WHAT YOU ARE ASKED TO DO
Please copy the items below, replacing each "Target" with "Label" and leaving everything else the same.

Records for identifying positions

· · ·

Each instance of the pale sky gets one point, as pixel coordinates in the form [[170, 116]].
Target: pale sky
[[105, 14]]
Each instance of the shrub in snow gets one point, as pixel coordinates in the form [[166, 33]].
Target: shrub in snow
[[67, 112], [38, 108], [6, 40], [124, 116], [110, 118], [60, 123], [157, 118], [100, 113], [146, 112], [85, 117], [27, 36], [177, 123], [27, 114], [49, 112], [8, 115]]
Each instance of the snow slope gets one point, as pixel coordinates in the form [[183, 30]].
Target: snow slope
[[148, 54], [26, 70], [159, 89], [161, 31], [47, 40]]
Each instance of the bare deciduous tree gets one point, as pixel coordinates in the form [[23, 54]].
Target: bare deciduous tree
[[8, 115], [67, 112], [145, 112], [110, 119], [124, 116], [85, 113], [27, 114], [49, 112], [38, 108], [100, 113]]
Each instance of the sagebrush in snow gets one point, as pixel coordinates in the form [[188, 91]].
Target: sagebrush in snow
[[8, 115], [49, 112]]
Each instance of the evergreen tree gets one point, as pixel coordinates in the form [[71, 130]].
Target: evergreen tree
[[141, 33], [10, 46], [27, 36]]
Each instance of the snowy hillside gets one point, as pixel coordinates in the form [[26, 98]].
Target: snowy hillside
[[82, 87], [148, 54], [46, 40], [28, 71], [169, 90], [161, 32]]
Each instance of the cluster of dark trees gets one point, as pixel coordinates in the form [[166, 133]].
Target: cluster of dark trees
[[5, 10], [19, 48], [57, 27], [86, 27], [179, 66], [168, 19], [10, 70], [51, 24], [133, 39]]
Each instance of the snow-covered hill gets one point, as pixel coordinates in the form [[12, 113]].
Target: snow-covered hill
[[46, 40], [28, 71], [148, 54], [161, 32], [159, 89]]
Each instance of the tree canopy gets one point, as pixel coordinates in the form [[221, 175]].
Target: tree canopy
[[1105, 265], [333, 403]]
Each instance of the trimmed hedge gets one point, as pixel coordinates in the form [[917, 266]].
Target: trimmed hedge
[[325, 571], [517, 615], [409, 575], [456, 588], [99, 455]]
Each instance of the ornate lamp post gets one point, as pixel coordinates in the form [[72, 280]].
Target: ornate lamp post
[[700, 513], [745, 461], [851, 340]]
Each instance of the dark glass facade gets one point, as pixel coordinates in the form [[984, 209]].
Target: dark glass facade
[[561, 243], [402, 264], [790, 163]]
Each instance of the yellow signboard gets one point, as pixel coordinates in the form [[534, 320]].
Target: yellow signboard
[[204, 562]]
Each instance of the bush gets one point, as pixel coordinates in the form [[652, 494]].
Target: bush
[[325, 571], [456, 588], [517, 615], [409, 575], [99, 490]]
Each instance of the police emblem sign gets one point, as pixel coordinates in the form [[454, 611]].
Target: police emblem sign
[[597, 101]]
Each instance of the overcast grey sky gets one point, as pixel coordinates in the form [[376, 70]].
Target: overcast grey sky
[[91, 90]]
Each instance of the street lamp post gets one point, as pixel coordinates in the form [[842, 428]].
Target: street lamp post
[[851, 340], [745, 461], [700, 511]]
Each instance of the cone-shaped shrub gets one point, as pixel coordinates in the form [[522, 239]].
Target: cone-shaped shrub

· · ·

SOLUTION TO THIS PROBLEM
Each instance of the pale sky gets one point, as pixel coordinates in the form [[170, 116]].
Label: pale sky
[[105, 14]]
Each instance of the shrub in snow gets one point, as pixel coordinates in the form [[166, 33]].
Label: shrub in snow
[[67, 112], [38, 108], [6, 40], [124, 116], [110, 118], [60, 123], [157, 118], [100, 113], [146, 112], [85, 117], [27, 36], [177, 123], [27, 114], [49, 112], [8, 115]]
Each instance of the snow slope gets one point, as pixel coordinates in the form [[183, 30]].
Label: snow slope
[[148, 54], [26, 70], [159, 89], [161, 31], [47, 40]]
Each instance of the bare deciduous tree gets one point, as pixel coordinates in the form [[23, 54]].
Label: bare deciduous tree
[[8, 115], [67, 112], [145, 112], [110, 119], [124, 116], [85, 113], [27, 114], [49, 112], [38, 108], [100, 113]]
Each instance of the sagebrush in snow gets one point, as pixel coordinates in the form [[188, 91]].
Label: sagebrush in snow
[[8, 115], [49, 112]]
Each instance of the evergreen tree gets one point, as pixel coordinates in the form [[71, 130]].
Label: evergreen tree
[[141, 33], [10, 46], [27, 36]]
Each instance of the snowy hillside gets one point, as pixel coordinates in the form [[26, 98]].
Label: snowy hillside
[[82, 87], [148, 54], [46, 40], [28, 71], [169, 90], [161, 32]]
Each instance of the cluster of dark trees gets one point, as pixel coordinates in the form [[166, 133]].
Label: cluster of dark trees
[[5, 10], [19, 48], [57, 27], [86, 27], [179, 66], [168, 19], [10, 70], [51, 24], [133, 39]]
Each instance of the snow-covered hill gets one point, as pixel coordinates in the form [[12, 113]].
Label: snow-covered hill
[[46, 40], [28, 71], [148, 54], [161, 32], [159, 89]]
Each instance of the tree canopy gets one point, as pixel coordinates in the form [[221, 175]].
Label: tree canopy
[[1105, 265], [333, 403]]
Each instance of the trimmed hedge gets one point, as pixel coordinates in the form [[917, 266]].
Label: trimmed hedge
[[325, 571], [517, 615], [409, 575], [456, 588], [99, 455]]
Each instance of the ornate lamp post gets one point, as pixel coordinates in the form [[72, 280]].
Label: ornate lamp post
[[700, 513], [745, 461], [851, 340]]
Each instance of the dark glass facade gets one point, as pixel coordinates in the form [[984, 209]].
Label: dark glass facade
[[561, 243], [402, 264], [790, 163]]
Each instance of the yellow signboard gets one point, as pixel coordinates in the form [[534, 320]].
Label: yellow signboard
[[204, 562]]
Each instance of the bush gets one point, as pixel coordinates in the form [[652, 494]].
Label: bush
[[325, 571], [456, 588], [517, 615], [409, 575], [99, 490]]
Each instance of the police emblem sign gets one point, as pixel coordinates in the form [[454, 611]].
Label: police emblem sign
[[597, 101]]
Each instance of the overcast grey sky gets one point, as pixel coordinates in the form [[376, 70]].
Label: overcast grey sky
[[91, 90]]
Each instance of the street lamp post gets one point, as pixel coordinates in the form [[842, 428]].
Label: street lamp post
[[851, 340], [745, 461], [700, 511]]
Each instance of the cone-shaped shrub gets one point, as pixel coordinates in the form [[522, 239]].
Label: cone-shaped shrub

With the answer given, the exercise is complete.